(Rows from a dataset)
----------------

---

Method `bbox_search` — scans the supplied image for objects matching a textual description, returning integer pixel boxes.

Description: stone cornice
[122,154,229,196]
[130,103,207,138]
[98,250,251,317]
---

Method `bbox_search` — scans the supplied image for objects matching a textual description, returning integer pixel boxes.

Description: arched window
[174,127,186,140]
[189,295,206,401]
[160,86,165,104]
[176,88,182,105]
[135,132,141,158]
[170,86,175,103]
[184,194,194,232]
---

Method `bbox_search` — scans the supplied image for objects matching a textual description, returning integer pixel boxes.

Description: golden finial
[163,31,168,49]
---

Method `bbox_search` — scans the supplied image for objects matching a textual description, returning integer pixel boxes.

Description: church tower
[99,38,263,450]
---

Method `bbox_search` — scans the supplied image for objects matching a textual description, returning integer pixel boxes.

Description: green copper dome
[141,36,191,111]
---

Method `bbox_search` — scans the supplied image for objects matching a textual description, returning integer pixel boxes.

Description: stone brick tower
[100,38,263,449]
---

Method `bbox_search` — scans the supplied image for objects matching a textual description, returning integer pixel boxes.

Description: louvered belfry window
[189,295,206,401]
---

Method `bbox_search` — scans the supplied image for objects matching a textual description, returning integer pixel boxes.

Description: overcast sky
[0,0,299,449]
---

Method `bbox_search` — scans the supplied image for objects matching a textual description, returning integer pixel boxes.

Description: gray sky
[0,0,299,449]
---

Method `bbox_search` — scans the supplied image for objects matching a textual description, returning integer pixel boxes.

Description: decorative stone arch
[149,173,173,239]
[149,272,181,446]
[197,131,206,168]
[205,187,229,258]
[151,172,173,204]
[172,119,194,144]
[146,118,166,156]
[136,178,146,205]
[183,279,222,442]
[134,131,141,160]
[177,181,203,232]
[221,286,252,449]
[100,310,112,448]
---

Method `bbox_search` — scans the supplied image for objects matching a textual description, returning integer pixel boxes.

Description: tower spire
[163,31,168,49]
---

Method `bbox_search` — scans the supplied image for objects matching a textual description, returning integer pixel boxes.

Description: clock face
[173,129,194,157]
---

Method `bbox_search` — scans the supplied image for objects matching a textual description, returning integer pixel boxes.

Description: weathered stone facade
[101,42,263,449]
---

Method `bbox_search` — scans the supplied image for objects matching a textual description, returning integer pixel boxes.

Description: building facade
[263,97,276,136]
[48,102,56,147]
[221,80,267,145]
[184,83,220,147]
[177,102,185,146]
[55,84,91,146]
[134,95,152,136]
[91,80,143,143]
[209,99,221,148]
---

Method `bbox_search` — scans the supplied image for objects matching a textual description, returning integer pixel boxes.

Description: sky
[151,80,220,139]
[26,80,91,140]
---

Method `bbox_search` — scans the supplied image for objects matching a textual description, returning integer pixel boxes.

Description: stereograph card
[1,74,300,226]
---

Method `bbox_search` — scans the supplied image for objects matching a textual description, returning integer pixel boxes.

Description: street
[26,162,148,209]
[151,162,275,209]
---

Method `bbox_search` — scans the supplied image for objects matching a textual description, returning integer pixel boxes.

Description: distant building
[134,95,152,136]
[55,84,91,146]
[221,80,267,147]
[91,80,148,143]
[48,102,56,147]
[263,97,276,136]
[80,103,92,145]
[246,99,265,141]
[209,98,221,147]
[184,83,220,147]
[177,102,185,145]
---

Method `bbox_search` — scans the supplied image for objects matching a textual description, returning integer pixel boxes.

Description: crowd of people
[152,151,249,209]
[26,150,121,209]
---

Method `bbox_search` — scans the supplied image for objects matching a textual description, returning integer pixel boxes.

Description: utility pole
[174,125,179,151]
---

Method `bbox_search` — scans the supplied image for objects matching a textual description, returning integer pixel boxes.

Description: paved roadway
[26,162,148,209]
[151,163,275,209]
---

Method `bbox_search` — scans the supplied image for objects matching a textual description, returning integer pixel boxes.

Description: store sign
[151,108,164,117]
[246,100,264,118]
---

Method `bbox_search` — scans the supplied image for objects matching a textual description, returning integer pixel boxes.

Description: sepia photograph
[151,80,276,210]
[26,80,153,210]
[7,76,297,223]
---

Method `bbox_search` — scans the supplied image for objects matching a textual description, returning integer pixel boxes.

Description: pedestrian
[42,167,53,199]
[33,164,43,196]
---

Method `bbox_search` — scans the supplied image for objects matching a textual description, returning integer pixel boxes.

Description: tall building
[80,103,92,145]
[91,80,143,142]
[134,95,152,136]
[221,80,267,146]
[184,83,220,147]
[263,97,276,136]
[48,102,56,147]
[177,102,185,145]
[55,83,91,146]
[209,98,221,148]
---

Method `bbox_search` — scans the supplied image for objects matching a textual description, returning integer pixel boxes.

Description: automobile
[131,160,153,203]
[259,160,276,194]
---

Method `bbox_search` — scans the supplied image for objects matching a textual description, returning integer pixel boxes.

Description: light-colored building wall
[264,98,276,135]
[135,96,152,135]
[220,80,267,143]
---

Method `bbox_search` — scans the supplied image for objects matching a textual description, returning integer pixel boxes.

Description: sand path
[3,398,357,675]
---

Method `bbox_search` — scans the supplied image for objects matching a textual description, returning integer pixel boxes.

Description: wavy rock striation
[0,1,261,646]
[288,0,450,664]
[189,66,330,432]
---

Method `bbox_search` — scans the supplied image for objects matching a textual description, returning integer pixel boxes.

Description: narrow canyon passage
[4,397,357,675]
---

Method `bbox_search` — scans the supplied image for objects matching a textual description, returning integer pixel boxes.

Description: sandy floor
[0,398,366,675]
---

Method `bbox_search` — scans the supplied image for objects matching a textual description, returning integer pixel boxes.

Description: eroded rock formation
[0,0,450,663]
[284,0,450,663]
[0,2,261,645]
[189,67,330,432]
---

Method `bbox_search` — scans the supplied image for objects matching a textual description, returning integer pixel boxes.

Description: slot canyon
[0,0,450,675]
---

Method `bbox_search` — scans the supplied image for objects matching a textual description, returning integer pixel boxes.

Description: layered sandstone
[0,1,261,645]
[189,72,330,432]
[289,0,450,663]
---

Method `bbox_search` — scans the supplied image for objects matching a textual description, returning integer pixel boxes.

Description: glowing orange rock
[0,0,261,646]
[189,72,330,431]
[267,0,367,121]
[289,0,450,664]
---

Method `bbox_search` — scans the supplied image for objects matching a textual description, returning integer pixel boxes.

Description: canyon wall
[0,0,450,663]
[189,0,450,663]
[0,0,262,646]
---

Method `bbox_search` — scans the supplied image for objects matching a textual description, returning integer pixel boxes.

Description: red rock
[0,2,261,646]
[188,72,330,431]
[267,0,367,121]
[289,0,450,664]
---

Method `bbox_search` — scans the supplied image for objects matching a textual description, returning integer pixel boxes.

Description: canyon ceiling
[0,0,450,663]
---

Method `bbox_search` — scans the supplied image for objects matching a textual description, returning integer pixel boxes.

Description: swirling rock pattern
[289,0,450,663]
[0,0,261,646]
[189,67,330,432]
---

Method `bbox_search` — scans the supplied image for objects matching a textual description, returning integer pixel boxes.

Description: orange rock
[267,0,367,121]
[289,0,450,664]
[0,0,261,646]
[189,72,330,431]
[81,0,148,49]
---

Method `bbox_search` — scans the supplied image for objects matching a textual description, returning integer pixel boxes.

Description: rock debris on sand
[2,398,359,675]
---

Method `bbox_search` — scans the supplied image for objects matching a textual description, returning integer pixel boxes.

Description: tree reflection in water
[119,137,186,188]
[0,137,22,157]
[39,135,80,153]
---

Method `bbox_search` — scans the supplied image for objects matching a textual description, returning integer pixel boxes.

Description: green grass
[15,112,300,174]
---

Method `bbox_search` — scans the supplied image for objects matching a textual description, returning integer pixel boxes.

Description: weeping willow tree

----------------

• WRITTEN PROBLEM: Report every line in the rows above that contains the word "building", copying each one in full. Case counts.

• OUTPUT FOR THIS TASK:
Description: building facade
Description: distant building
Description: tall building
Description: light-colored building wall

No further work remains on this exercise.